- _SUPPLIED TEXT_:
Date: 04/11/2016 | By: Heather
Peak Design Everyday Tote Camera Bag Review
Since its inception in 2011, Peak Design has had one goal: to help people better transport and handle their creative gear and everyday items. They take ordinary camera accessories such as straps, clips, and bags and make them more intuitive and streamlined, not by recycling old ideas, but by striving to come up with brand new ones.
The latest example is the Everyday Tote, one of four products in Peak Design’s bag series along with the Everyday Messenger (review here), Everyday Backpack (review coming soon), and Everyday Sling. Though it looks like a standard tote bag on the outside, with its parallel handles and unfastened closure, the inside hides intelligently arranged compartments for your camera gear, and a few other surprises too!
Outer Dimensions: 40cm (16″) x 34cm (13.5″) x 20cm (8″)
Weight: 1088g (2.4 lbs.)

- _DO THIS_:
From the camera bag review, copy down word for word the part starting with "Date: 04/11/2016 |" and going on through "other surprises too!". The material has nothing to do with what follows here.

- _RECORD EXCERPTS_:
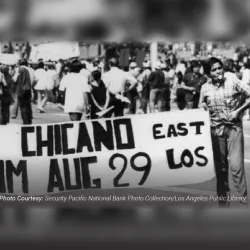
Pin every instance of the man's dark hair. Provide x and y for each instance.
(113, 62)
(247, 64)
(23, 62)
(195, 64)
(40, 65)
(229, 65)
(97, 75)
(209, 64)
(76, 66)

- _THE ANSWER_:
Date: 04/11/2016 | By: Heather
Peak Design Everyday Tote Camera Bag Review
Since its inception in 2011, Peak Design has had one goal: to help people better transport and handle their creative gear and everyday items. They take ordinary camera accessories such as straps, clips, and bags and make them more intuitive and streamlined, not by recycling old ideas, but by striving to come up with brand new ones.
The latest example is the Everyday Tote, one of four products in Peak Design’s bag series along with the Everyday Messenger (review here), Everyday Backpack (review coming soon), and Everyday Sling. Though it looks like a standard tote bag on the outside, with its parallel handles and unfastened closure, the inside hides intelligently arranged compartments for your camera gear, and a few other surprises too!